# Énoncé de l'exercice 1
Relevez, dans l'ordre d'apparition, toutes les mentions d'un mois, d'une saison ou d'une date précise que contient l'article sur Counter-Strike 2.

══ Texte présenté

Tel un tireur embusqué, Counter-Strike 2 (ou CS2) aime prendre les joueurs par surprise. Révélé en mars par le studio américain Valve, le jeu vidéo de tir multijoueur n’avait qu’une date de sortie floue : l’été 2023. Finalement mis en ligne le mercredi 27 septembre, il est assuré d’être l’un des titres les plus plébiscités de l’année, et sans que l’éditeur ne déploie de véritable campagne promotionnelle.
Pour cela, il peut compter sur la vaste communauté d’adeptes de Counter Strike : Global Offensive (CS : GO), sorti en août 2012, dont CS2 est une mise à jour gratuite. Le précédent épisode de la série est en effet le jeu vidéo le plus joué sur Steam, la principale plate-forme de jeux dématérialisés sur PC, également détenue par Valve ; 1,8 million de joueurs s’y étaient connectés simultanément en mai, un record. Cette ferveur est aussi alimentée par ses compétitions, qui font partie des plus grands événements de l’e-sport sur la planète : le 21 mai, plus de 12 000 personnes ont assisté à la finale du Major, le plus grand tournoi annuel de Counter-Strike, dans la salle parisienne Accor Arena.

════

# Énoncé de l'exercice 2
Comptez les lignes ci-dessous qui contiennent la chaîne « grass », en tenant compte de la casse. Donnez uniquement le nombre.

══ Données extraites

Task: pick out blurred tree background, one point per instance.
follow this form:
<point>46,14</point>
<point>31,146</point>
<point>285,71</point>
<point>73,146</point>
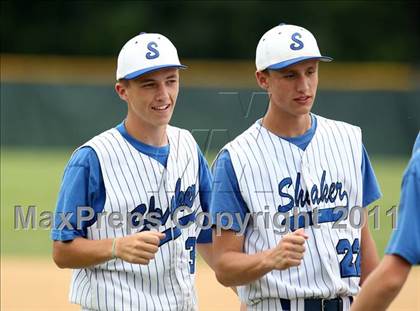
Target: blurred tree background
<point>348,30</point>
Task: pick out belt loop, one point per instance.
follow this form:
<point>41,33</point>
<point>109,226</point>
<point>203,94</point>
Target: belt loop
<point>285,304</point>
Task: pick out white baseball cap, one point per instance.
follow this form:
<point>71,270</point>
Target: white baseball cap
<point>286,45</point>
<point>144,53</point>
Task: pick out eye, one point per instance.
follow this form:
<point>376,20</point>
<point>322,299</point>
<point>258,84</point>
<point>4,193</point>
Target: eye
<point>311,71</point>
<point>148,85</point>
<point>171,81</point>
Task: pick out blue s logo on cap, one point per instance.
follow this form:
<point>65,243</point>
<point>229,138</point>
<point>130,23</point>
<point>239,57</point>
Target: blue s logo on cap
<point>297,45</point>
<point>153,52</point>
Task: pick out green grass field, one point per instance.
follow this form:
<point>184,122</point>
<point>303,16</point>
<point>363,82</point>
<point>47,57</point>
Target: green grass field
<point>32,177</point>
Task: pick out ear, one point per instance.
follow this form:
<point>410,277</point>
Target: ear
<point>121,89</point>
<point>262,79</point>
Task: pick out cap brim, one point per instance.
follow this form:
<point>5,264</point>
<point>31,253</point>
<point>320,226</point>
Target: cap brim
<point>138,73</point>
<point>296,60</point>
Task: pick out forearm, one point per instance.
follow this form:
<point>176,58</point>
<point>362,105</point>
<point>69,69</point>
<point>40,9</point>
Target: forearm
<point>206,252</point>
<point>235,268</point>
<point>81,252</point>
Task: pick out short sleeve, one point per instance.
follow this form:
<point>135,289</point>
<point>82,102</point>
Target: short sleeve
<point>82,186</point>
<point>405,240</point>
<point>371,190</point>
<point>226,195</point>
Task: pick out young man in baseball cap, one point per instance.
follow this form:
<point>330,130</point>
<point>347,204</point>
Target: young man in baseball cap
<point>131,193</point>
<point>306,172</point>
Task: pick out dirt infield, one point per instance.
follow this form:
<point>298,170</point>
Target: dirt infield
<point>36,284</point>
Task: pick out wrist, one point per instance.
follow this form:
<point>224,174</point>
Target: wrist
<point>267,263</point>
<point>114,250</point>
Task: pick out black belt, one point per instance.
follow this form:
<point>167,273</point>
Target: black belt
<point>318,304</point>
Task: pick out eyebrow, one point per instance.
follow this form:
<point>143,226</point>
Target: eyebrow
<point>296,71</point>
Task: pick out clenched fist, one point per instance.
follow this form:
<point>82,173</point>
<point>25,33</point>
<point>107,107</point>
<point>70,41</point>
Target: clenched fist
<point>289,252</point>
<point>138,248</point>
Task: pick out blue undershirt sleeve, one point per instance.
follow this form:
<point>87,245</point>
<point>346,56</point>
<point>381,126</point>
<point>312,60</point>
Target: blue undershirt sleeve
<point>371,190</point>
<point>405,240</point>
<point>226,195</point>
<point>82,186</point>
<point>205,180</point>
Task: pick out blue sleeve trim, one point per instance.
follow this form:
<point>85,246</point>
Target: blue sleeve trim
<point>205,236</point>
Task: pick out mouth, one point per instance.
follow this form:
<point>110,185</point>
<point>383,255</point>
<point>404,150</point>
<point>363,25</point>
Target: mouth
<point>161,108</point>
<point>303,100</point>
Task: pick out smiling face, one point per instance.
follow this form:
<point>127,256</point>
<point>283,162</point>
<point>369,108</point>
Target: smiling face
<point>292,90</point>
<point>151,97</point>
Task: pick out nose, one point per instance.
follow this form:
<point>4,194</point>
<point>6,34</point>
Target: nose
<point>162,94</point>
<point>303,84</point>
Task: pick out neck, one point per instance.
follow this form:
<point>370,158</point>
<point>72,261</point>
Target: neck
<point>146,133</point>
<point>285,124</point>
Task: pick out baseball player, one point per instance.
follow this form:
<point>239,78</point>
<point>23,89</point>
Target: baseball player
<point>403,250</point>
<point>290,163</point>
<point>129,194</point>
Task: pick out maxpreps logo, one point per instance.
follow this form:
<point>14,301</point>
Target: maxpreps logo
<point>323,193</point>
<point>156,217</point>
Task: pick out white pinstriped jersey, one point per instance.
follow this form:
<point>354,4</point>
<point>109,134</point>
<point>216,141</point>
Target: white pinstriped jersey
<point>275,175</point>
<point>134,180</point>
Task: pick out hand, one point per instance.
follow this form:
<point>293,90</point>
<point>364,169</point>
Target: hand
<point>289,252</point>
<point>138,248</point>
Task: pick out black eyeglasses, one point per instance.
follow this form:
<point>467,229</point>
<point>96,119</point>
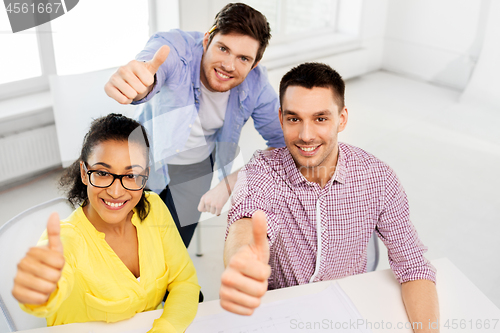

════

# Corrigé de l'exercice 1
- mars
- l'été 2023
- le mercredi 27 septembre
- août 2012
- mai
- le 21 mai

# Corrigé de l'exercice 2
2